**WHAT IS BEING ASKED**
Retype the entries in full, exactly.

**THE INPUT**
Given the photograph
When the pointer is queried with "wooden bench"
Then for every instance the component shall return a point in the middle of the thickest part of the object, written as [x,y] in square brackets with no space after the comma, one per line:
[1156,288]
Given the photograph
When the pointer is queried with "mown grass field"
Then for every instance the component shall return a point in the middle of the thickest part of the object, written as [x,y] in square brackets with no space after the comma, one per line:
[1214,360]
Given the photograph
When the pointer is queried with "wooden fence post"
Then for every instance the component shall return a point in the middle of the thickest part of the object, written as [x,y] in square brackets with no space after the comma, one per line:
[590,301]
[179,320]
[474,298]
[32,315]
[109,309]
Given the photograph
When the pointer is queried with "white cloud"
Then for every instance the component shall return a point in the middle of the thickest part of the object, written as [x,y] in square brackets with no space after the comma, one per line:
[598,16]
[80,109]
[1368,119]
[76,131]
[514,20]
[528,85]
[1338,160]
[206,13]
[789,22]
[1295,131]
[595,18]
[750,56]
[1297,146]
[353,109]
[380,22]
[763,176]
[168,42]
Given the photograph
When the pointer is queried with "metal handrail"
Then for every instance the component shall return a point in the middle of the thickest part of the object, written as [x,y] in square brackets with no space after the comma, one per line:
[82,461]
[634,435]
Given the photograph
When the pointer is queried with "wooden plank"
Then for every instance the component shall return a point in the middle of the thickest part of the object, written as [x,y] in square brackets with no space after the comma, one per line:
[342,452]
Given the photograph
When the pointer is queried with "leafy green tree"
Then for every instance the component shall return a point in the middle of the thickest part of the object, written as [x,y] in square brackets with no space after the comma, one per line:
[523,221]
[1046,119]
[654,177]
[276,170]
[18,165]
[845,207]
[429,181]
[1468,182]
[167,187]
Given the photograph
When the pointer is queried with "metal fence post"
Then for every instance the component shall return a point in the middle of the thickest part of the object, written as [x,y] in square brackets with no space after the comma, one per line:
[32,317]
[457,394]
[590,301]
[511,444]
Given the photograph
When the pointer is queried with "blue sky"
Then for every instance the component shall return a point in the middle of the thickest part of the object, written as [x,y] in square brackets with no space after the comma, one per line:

**FINAL ANSWER**
Given the photograph
When the pointer is queried with "wooden bench"
Then for every instance the component shall return a point in the middle of the thickest part of the object, written as [x,y] in square brackets with no space after the comma, one per line:
[1156,288]
Given the photograph
When the pointer is queried with "mown grass field"
Then for every instance the component shall return a point in the middle of the thickest part of the object, written as [x,y] in square brackets with no space after the comma, one per line:
[1214,360]
Given the photograph
When the pointer is queried with "wooden fence post"
Then for every instance the component shall return a point in the middle of the thickest part of the object, written as [x,y] in square brackets with no space after the comma, one per line:
[590,301]
[179,320]
[474,298]
[32,315]
[109,309]
Given the photograph
When the pointer is queried with "white cloud"
Then for every instance the component shall return a point in the middle of the thickest part of the object, written as [x,y] in square brackets with no space after the comma, one per line:
[598,16]
[80,109]
[1368,119]
[76,131]
[514,20]
[528,85]
[1338,160]
[206,13]
[789,22]
[1295,131]
[595,18]
[750,56]
[1297,146]
[353,109]
[380,22]
[763,176]
[168,42]
Given the photograph
When the pointer is queried with "metal handrail"
Then for every instance the component shall return a point in the middle of the thickest part of the object, written as [x,y] in square brackets with no space after the comma, one per line:
[82,461]
[634,435]
Given the photograph
When the pointer is queried with "wooden plank"
Then for every instance the component shall return a point in the middle of the thickest part of the object, written as [x,y] in square brackets with no space after the comma, one per line:
[342,452]
Given the photograph
When the pointer is queried with "leafy green tree"
Then for every instance the component shall return a point in the middle of the thickest part of the object, written as [x,y] in square brackets with no space after the comma, one per line:
[523,221]
[1046,119]
[654,177]
[276,170]
[18,165]
[845,207]
[429,181]
[1468,182]
[167,187]
Given the photograph
When the pointer is queried with "metal fence post"
Then for every instance the component shall return a point in the middle of the thickest part of the object, written as [x,y] in square brackets with no space after the comma, one per line:
[32,317]
[457,394]
[590,301]
[511,444]
Given the photograph
When the pointer is queried with "blue sky"
Then for every instance the component shall return a point in the middle of the thickest part of the object, written as [x,y] in square brackets with no space after the comma, one per line:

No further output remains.